→ Text

Medical microbiologists focus on the growth and presence of microbial infections in patients, their effects on the human body and the way in which these infections are treated. Four kinds of microorganisms exist that cause infectious diseases in the human body and they include bacteria, viruses, parasites and fungi as well as an infectious protein called a prion. These specialists devise treatment protocols regarding infectious microorganisms by studying the characteristics and growth patterns of pathogens, the ways they are transmitted and their mechanisms of infection.

Other duties that a medical microbiologist would perform include identifying potential health risks to certain communities or monitoring the evolution of resistant strains of microorganisms and assisting in the design of health protocols and practices. They are also helpful in controlling or preventing disease outbreaks or epidemics.

Training

The residency programme in medical microbiology takes 5 years to complete. The doctor wanting to specialise in this medical discipline first has to complete a 5-6 year undergraduate degree to qualify as a medical practitioner, and then has to also complete an internship training phase that takes 1-2 years to complete.

Medical microbiologists may want to specialise further and the sub-specialties include training in the specific microorganisms as mentioned above. 

Diagnostic tests in medical microbiology

Diagnosing infectious diseases is done by taking a history from a patient and performing a clinical examination. Certain signs, symptoms and side-room investigations point to obvious infectious. At times, though, this isn't always the case and further investigations are necessary in order to help make the diagnosis. These investigations would include microscopy, culture and sensitivity (MCS) testing of specimens, biochemical tests and genotyping and will be discussed further.

Microscopy

Compound light microscopes are used to assess the presence of a microorganism in a specimen (except for viruses and prions which are too small). Fluorescence and electron microscopes are also used for to observing microorganisms (especially the aforementioned) in greater detail.

Microbial culture 

This test is the primary method used in order to test fluid and tissue samples in order to isolate infectious disease. The three main types of media used to test specimens include solid cultures, liquid cultures (parasites and mycobacteria), cell cultures (human or animal cell cultures to identify viruses). 

Biochemical tests

Biochemical tests used to quickly identify bacteria include the use of enzymatic or metabolic characteristics that result in gases, alcohols and acids to be detected when bacteria are grown in selective liquid or solid media. The bacterium of interest will react with each chemical in a specific way, therefore making its identification easier.

Serological tests use antibodies to bind a causative antigen, and therefore a positive test will confirm the presence of the offending microorganism. Similarly, other tests such as immunoassays can detect the actual antigens from either infectious microbes or the proteins generated by an infected patient as a response to the infection (these tests are generally more expensive).

Polymerase chain reaction (PCR)

Nowadays, quantitative PCR testing is done versus standard PCR testing as the former uses fluorescence techniques and probes to detect the DNA molecules of an antigen, thereby providing a quicker availability of results which are also more accurate and less likely to be false positive due to issues such as contamination. Quantitative PCR testing is the current standard for detecting viral infections such as hepatitis and HIV.

→ Explore the material
1. Answer these from the medical microbiology text:
(a) How long does the residency programme in medical microbiology take to complete?
(b) Which two kinds of microscope are used to observe microorganisms in greater detail?
(c) Which viral infections are named as examples for which quantitative PCR is the current standard?
2. Reproduce the stretch of the medical microbiology text from "Other duties that" through "1-2 years to complete.".
None of the lines is needed for this work.

→ Information provided
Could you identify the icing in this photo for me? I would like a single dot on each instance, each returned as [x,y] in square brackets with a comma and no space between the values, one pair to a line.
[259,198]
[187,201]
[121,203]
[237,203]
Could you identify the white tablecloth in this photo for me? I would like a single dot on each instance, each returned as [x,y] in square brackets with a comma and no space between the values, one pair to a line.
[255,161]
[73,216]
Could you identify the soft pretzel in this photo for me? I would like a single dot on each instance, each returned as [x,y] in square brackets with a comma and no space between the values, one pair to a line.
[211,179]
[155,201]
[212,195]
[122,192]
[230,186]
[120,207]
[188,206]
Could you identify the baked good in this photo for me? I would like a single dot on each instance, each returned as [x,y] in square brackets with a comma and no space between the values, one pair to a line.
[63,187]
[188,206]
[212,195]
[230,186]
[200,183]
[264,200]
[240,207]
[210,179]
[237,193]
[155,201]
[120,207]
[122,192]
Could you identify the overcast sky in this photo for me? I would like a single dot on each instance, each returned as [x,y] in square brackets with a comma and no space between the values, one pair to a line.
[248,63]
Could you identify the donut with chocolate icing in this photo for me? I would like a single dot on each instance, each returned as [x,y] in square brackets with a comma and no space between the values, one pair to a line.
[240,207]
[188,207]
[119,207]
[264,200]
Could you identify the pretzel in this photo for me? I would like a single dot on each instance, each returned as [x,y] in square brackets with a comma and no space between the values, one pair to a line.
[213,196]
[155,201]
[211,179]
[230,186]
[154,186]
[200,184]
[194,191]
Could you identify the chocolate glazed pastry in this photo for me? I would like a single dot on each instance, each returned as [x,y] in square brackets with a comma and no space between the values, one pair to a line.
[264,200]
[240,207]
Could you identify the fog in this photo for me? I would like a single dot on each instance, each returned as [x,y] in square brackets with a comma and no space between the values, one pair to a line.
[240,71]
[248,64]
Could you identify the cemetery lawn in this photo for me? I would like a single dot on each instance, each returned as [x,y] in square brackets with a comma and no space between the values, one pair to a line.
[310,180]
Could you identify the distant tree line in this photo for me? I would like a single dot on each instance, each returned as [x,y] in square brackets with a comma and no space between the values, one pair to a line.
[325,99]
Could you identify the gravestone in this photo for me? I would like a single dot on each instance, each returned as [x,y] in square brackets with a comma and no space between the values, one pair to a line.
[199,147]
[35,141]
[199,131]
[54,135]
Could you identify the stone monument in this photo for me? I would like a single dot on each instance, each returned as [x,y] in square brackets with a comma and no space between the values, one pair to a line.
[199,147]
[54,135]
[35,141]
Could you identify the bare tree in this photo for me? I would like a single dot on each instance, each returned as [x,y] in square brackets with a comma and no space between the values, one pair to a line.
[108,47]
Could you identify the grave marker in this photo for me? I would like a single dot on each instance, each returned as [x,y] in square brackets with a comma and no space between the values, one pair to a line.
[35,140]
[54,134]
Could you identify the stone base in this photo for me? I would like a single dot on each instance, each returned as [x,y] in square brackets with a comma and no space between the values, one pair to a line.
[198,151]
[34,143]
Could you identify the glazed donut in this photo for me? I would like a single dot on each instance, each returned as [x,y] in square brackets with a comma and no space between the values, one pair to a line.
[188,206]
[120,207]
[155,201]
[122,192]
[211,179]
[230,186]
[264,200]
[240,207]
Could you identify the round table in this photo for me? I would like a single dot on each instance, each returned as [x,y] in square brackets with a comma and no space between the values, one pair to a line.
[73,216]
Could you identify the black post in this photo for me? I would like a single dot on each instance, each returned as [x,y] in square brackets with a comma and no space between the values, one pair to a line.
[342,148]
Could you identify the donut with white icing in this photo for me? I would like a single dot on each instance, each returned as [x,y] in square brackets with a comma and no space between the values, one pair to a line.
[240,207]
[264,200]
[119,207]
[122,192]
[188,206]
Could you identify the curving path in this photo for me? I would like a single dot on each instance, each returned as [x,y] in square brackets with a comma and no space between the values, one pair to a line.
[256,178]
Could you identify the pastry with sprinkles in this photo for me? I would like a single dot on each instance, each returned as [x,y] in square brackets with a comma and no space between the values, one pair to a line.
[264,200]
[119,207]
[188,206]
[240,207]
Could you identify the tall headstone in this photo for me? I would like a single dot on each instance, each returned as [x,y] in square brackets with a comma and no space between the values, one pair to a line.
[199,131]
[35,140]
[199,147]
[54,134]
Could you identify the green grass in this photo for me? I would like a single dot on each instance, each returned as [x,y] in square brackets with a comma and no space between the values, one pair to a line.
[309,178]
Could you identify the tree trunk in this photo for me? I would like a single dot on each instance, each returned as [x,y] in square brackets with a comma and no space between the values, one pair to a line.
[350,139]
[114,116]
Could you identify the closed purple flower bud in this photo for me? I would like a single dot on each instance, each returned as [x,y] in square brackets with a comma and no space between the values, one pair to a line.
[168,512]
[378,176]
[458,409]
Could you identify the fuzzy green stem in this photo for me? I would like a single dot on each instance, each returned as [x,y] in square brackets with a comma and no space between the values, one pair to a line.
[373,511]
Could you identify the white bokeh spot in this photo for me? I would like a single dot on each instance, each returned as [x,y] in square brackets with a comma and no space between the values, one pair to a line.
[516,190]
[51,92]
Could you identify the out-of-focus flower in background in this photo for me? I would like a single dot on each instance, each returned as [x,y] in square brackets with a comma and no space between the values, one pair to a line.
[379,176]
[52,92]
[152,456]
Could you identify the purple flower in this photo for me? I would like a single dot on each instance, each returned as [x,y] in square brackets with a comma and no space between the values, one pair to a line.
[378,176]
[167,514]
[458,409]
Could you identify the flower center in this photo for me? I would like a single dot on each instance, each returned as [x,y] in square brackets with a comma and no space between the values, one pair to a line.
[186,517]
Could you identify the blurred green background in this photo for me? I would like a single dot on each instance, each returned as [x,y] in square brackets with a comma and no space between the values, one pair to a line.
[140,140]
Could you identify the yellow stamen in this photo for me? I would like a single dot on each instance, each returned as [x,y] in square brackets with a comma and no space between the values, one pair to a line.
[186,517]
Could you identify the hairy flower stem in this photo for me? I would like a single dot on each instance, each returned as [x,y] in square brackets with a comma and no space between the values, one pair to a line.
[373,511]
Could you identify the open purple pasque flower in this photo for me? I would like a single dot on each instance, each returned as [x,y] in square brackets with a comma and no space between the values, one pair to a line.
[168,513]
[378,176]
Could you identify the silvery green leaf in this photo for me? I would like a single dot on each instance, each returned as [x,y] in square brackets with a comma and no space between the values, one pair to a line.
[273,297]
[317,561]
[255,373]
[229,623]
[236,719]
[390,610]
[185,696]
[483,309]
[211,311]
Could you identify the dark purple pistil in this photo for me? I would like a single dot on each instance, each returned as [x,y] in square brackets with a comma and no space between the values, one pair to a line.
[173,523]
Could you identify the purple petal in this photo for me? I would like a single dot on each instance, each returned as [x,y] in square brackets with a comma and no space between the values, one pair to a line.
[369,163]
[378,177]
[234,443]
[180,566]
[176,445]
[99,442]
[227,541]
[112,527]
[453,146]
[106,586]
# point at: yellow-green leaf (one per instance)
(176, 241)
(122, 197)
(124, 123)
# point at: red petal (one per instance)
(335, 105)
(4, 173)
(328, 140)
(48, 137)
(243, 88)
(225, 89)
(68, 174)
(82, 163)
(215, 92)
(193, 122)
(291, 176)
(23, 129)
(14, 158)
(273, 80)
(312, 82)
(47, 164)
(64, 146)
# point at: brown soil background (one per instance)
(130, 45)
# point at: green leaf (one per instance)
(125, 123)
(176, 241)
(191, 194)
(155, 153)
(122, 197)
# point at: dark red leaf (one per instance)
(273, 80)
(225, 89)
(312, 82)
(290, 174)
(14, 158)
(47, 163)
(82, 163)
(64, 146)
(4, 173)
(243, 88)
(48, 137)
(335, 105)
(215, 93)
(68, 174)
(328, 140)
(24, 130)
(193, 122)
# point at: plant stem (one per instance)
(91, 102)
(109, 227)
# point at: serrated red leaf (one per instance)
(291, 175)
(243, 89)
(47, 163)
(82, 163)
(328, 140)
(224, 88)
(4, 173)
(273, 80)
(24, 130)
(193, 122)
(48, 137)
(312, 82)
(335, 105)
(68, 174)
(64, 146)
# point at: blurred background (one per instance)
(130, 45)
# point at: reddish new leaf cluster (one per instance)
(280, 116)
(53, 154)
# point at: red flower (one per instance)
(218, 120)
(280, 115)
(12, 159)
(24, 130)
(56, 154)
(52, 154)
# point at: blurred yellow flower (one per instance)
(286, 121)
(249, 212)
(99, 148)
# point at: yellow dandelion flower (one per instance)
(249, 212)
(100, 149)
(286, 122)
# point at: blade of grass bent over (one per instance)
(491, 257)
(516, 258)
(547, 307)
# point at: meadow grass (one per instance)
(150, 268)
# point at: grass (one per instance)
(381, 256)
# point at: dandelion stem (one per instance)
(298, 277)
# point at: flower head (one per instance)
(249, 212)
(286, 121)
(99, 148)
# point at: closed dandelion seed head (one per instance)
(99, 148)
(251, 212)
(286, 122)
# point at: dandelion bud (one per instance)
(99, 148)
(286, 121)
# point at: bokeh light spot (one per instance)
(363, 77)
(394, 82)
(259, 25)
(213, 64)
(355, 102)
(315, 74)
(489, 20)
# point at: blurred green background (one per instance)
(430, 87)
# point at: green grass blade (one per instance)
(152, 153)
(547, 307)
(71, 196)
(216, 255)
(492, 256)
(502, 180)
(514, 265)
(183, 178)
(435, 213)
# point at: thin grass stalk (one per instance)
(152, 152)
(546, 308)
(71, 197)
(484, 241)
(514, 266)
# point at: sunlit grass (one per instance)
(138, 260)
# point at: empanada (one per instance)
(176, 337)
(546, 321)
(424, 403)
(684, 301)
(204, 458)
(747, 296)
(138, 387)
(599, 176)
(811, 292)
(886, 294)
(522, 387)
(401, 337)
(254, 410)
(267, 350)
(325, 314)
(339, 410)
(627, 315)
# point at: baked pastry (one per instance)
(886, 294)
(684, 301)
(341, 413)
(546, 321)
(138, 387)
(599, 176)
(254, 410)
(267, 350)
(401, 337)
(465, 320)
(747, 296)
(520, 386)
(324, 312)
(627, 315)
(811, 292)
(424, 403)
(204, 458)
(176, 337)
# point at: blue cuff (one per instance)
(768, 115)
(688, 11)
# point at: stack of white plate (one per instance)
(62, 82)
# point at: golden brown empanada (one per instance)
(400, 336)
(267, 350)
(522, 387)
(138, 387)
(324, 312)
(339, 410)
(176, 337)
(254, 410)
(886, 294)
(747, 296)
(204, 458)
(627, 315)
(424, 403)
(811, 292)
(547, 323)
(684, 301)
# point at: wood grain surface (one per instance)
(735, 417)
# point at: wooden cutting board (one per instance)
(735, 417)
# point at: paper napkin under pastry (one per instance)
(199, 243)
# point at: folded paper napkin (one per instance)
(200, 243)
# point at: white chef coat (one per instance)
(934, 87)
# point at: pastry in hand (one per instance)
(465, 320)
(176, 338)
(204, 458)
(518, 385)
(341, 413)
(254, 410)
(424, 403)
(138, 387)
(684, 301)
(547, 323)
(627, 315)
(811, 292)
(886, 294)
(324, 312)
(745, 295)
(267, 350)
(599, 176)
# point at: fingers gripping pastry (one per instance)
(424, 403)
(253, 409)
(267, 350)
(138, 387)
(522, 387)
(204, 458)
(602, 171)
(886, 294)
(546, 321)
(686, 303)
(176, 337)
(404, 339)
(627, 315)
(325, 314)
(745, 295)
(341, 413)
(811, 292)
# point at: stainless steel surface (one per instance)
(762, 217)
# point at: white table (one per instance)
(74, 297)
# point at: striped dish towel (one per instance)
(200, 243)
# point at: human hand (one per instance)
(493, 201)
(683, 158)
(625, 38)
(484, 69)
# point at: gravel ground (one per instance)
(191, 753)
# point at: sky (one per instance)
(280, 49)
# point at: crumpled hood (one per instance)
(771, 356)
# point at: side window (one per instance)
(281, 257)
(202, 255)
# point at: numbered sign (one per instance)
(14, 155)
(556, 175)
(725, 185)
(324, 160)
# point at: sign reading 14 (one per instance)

→ Expected responses
1.
(a) 5 years
(b) Fluorescence and electron microscopes
(c) Hepatitis and HIV

2.
Other duties that a medical microbiologist would perform include identifying potential health risks to certain communities or monitoring the evolution of resistant strains of microorganisms and assisting in the design of health protocols and practices. They are also helpful in controlling or preventing disease outbreaks or epidemics.

Training

The residency programme in medical microbiology takes 5 years to complete. The doctor wanting to specialise in this medical discipline first has to complete a 5-6 year undergraduate degree to qualify as a medical practitioner, and then has to also complete an internship training phase that takes 1-2 years to complete.